Reproduce a passage from the student accommodation text word for word. Begin at the words "Spending a semester" and stop after "to dig deeper.".

SOURCE EXTRACT:
-- -- --
Spending a semester or a full course in a foreign country is an important milestone in life and a source of emotional experiences that exceed both the academic and the playful-festive realm.
Universities offer excellent opportunities to meet new people from various countries, but they are not the best place to deepen relationships beyond academic and professional aspects. Party rooms, pubs, and bars are better for meeting many people, but they are quite poor in terms of opportunities to dig deeper.
Conversations until dawn, lifelong friendships, romances, projects, dreams. All this needs its own space and its own time, and cannot be developed in the margins left by academic activity or leisure consumption. That is why in 2010 we launched the BE Coimbra ™ project in order to create student accommodation spaces focused on maximizing opportunities for deep and rewarding social relationships.
It is important to note that we provide the spaces and make sure that everything runs smoothly, but we do not exercise any control over the form or content of such relationships. We do not propose or censor anything in this regard, and we limit ourselves to taking care that the basic rules of coexistence are met.
In our residences, we have opted for the model of single or shared rooms. They may or may not have a private bathroom, but in no case kitchen. The model of independent mini-apartments with bathroom and kitchen we have rejected for being extremely individualistic. The kitchen is a privileged socialization point that, in the first days, allows you to break the ice easily. Diverse dining habits are an open door to conversations about cultural differences. The kitchen is also a very good place to share and collaborate.
-- -- --
Dataset rows
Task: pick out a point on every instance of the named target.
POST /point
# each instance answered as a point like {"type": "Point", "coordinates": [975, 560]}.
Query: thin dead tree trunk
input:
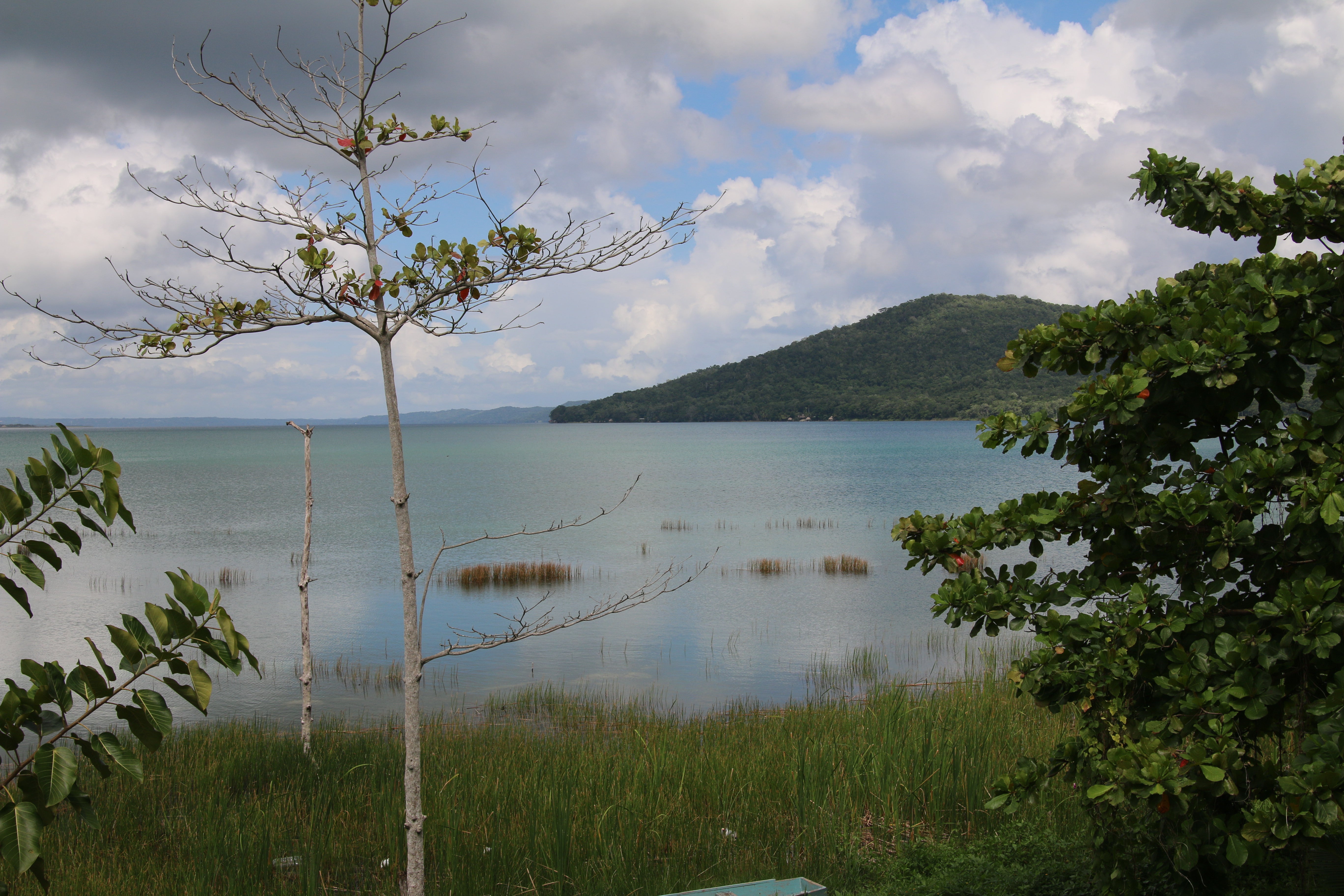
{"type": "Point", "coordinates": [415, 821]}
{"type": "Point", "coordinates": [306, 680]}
-- -- --
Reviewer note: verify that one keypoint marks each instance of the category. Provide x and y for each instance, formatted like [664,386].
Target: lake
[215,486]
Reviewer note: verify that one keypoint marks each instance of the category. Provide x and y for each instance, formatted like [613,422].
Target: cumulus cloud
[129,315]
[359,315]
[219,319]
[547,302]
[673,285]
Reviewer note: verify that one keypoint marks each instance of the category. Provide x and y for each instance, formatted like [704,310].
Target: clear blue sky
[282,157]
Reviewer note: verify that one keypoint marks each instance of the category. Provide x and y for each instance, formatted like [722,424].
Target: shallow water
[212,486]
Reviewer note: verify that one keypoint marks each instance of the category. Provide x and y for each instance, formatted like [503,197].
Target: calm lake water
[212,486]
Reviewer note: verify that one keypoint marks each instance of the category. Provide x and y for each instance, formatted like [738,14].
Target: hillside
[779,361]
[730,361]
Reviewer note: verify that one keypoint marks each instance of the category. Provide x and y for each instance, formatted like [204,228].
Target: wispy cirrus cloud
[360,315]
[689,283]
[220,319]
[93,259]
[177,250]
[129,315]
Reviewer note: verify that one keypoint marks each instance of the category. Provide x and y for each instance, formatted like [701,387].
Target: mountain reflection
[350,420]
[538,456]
-- -- --
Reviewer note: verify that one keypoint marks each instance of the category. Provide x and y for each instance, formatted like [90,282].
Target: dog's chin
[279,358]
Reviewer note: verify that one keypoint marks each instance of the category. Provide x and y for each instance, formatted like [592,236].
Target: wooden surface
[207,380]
-- -- --
RESPONSE TO THE EXERCISE:
Spending a semester or a full course in a foreign country is an important milestone in life and a source of emotional experiences that exceed both the academic and the playful-festive realm.
Universities offer excellent opportunities to meet new people from various countries, but they are not the best place to deepen relationships beyond academic and professional aspects. Party rooms, pubs, and bars are better for meeting many people, but they are quite poor in terms of opportunities to dig deeper.